**Document passage**
--- --- ---
BUDGET CRISIS: ELEPHANTS WEIGH, “SUNSHINE LIST” ILLUMINATES

On Thursday,
April 14th the Finance Minister will deliver the Liberal prescription
for a Province facing financial collapse. While there is fear over how deep the
pain might be, a greater concern is that it will not hurt enough.

The Tories
were incompetent, unwise, and reckless. The Liberals are faced with a monumental challenge. This week we will discover if they are capable of answering the call of leadership, or if they, too, will choose delay, as a remedy.


The Budget
is late; it should have been unveiled by the third week of March; the very fact compounds the Government’s growing reputation for dither. 


On the positive side, the Finance Minister told the CBC we have to fix a “culture of spending”. That is probably the most important thing the Minister could have said

The “Wiseman Plan”, of Premier Davis’ former Finance Minister, embraced the unsupportable belief that oil prices were cyclical; that  the government could keep on spending; all they had to do was wait awhile, prices would rebound. The Tories ran deficits even when oil revenues were at their highest;  Wade Locke gave them a reassuring nod.

Well, the Bond Market has a different view, doesn’t it? 


The hope, now, is that the Minister and her Cabinet colleagues have learned from that experience and that the folks in the Department of Finance have been instructed to burn the “Wiseman Plan” and to keep Wade Locke at a safe distance.

That said, it was not encouraging to hear the Minister say “every agency, department and corporation had to do a line-by-line spending review in front of Bennett and a committee of cabinet…” , as the CBC reported.


Perhaps, she was just trying to convey assurances the Cabinet is engaged in the process and working hard; except, the remark describes amateur hour. It depicts the Cabinet Minister as ‘bean counter’, when that is not what they are or how any Budget process should work. 


Cabinet Ministers are expected to give these matters  a perspective unelected bureaucrats cannot. Ministers should give guidance, establish policy, set targets, and re-set the Government’s priorities; not an easy job in itself. This line-by-line stuff is what the people on the high end of the “Sunshine List” are paid to perform. 


And, to that point, one look at
that “Sunshine List” confirms the evidence
of excess the Finance Minister should really be worried about. It is affirmation bureaucracies have taken control, and
elected government has relinquished oversight.
--- --- ---
**Provided information**
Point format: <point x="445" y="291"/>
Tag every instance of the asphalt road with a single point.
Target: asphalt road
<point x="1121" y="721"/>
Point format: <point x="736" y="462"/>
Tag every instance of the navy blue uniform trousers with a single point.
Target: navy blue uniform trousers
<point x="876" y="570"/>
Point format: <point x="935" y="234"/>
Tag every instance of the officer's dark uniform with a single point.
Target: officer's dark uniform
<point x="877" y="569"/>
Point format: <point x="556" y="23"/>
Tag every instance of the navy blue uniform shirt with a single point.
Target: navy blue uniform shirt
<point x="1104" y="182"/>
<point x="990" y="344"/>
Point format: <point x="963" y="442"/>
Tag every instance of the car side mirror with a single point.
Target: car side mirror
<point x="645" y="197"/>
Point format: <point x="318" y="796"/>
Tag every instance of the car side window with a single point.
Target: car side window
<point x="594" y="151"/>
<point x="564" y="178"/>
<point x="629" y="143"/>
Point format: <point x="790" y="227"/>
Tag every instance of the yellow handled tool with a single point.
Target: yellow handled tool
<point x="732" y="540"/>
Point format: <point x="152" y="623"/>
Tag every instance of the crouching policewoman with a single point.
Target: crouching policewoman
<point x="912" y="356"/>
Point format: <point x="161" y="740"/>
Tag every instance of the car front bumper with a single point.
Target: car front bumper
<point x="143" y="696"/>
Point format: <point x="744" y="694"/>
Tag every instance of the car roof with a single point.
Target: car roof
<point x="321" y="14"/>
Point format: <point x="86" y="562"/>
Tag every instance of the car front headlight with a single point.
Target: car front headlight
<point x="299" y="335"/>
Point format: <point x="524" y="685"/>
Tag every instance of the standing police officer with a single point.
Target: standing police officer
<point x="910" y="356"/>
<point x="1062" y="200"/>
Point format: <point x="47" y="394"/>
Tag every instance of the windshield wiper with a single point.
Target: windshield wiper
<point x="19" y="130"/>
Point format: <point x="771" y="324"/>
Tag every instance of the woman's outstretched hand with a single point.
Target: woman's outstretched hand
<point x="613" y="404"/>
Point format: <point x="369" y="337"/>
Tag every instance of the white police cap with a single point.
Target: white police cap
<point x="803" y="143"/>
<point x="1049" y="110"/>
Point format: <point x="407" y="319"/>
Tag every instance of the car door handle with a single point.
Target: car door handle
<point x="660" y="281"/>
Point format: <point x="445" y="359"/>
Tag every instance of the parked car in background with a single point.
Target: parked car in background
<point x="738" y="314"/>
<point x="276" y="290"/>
--- --- ---
**Task 1**
Please write out the part of the budget column that opens with the words containing "The hope, now, is" and closes with "the CBC reported.".
**Task 2**
Answer these questions from the budget column:
(a) On what day and date will the Finance Minister deliver the budget?
(b) By what point should the budget have been unveiled?
(c) What did the Finance Minister tell the CBC has to be fixed?
**Task 3**
Extend the budget column past its last sentence.
The rows aren't needed for any of this.

**Final result 1**
The hope, now, is that the Minister and her Cabinet colleagues have learned from that experience and that the folks in the Department of Finance have been instructed to burn the “Wiseman Plan” and to keep Wade Locke at a safe distance.

That said, it was not encouraging to hear the Minister say “every agency, department and corporation had to do a line-by-line spending review in front of Bennett and a committee of cabinet…” , as the CBC reported.

**Final result 2**
(a) Thursday, April 14th
(b) The third week of March
(c) A "culture of spending"

**Final result 3**
Entitled administrators, long on the low end of the Canadian wage scale, have been busy engaging in “catch
up”. Infrastructure, be damned!



Bloat, after all, is when five people are performing the work of four. At $100,000 to $200,000 a pop, who couldn’t see the deficit melt in an afternoon. Ministers could even forgo Gatorade making those decisions!

Perhaps, they ought to inquire, too: when was the last time someone said there were too many “front line” workers? 

It won’t be easy (or cheap) to deconstruct Crown corporations,
agencies, or other institutions.

Nalcor, for
example, was created out of the unwarranted assumption oil had only a northward
trajectory. And, as one might expect, the most incompetent seem to enjoy the biggest
bonuses.

Even
Memorial University, long beggared by competing priorities and a poor economy, important
as it is, will have to reshape itself, having far outgrown the province’s capacity for
fiscal support.

When one
survey’s the growth, the bloat, the big budgets, and the big salaries, not to
mention the inertia that accompanies self-satisfaction, you have to wonder if this Liberal Government has even a chance of success.

The “Sunshine
List”, of course, is just an illustration of the larger problem. Bloat is everywhere. The story is in the
numbers.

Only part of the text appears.